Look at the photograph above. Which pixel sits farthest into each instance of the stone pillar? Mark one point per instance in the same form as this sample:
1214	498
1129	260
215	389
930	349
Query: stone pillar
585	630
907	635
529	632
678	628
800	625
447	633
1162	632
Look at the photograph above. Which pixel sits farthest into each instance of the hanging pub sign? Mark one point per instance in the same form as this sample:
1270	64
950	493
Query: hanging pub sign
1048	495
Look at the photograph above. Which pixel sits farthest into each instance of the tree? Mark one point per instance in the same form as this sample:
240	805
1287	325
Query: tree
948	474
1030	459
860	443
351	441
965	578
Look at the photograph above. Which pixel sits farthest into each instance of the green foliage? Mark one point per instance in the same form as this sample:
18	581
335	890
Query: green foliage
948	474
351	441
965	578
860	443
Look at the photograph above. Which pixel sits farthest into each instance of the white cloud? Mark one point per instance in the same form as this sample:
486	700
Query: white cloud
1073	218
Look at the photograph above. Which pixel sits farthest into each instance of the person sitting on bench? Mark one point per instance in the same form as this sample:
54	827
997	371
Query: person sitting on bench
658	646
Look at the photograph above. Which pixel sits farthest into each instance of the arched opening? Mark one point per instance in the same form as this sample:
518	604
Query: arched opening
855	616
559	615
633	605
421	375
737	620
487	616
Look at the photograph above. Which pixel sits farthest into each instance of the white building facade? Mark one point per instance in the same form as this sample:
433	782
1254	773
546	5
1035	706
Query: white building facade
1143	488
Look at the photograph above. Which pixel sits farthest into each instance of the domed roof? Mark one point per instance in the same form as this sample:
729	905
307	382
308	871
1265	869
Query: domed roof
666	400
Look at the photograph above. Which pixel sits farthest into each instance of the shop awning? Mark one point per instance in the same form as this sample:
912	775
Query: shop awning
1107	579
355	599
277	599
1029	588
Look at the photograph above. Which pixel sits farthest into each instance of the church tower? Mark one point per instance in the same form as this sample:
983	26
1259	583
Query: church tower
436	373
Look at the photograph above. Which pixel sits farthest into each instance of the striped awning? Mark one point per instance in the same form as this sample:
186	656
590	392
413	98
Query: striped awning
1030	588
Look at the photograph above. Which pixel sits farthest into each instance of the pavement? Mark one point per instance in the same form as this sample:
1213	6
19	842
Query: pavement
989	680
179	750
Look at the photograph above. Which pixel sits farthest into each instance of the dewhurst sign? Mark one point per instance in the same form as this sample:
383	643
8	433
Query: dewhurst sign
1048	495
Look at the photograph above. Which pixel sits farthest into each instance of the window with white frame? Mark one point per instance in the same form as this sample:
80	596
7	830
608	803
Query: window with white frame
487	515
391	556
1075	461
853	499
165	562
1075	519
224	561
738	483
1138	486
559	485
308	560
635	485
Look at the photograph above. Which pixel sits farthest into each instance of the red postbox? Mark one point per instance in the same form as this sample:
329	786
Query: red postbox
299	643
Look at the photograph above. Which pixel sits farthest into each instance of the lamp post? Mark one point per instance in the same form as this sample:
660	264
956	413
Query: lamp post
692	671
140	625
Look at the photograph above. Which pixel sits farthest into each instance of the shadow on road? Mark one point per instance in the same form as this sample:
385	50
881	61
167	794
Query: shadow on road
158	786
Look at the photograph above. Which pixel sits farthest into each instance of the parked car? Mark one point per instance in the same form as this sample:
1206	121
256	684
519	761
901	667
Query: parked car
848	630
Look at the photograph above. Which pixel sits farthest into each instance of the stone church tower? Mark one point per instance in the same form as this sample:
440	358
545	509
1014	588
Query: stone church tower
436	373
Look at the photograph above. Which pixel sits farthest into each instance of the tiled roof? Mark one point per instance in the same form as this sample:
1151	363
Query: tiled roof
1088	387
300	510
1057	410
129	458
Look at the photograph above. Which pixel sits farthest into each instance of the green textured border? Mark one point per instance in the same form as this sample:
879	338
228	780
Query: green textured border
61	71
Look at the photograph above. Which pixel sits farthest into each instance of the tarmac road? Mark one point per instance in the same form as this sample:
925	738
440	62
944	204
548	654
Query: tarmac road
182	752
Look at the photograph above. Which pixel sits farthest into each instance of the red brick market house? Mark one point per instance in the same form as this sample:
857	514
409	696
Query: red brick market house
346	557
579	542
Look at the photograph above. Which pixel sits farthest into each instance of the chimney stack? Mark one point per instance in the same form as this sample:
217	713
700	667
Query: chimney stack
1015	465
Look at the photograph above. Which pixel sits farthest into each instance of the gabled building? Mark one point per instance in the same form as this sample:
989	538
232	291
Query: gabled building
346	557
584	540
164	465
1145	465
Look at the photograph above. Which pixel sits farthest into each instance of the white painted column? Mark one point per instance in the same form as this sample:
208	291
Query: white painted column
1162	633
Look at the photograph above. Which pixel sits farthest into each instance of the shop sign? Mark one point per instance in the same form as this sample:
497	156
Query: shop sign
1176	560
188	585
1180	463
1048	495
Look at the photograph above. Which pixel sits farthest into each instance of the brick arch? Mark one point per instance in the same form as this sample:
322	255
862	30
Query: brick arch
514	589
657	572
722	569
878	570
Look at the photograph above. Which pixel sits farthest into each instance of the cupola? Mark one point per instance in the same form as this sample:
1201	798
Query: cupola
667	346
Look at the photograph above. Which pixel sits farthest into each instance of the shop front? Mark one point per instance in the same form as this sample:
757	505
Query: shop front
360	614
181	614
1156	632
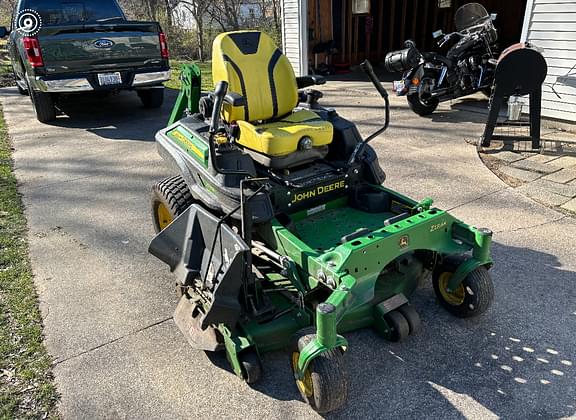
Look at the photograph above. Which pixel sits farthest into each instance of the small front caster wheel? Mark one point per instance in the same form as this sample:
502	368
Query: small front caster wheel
471	298
324	385
251	367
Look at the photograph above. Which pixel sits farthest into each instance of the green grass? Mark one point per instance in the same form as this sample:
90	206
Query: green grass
26	387
205	67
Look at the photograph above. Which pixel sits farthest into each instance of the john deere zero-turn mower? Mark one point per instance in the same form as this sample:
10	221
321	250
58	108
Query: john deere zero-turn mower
280	233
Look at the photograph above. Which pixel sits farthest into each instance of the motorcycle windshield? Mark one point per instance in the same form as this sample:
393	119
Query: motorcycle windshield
470	15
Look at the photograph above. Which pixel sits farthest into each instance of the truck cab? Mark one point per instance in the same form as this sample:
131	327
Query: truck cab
62	47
○ ○ ○ ○
Rewrite the lines from the one containing "of the truck" through the last line, replacing "truck cab" with "pickup truck cab" and leaving everything else unchanged. Give only those lines.

Response for this exercise:
Look at the photograph above. Which pixel sits farthest into each instance of the pickup truck cab? Mark one point per instance in the same form as this sample:
131	327
Query: pickup truck cab
62	47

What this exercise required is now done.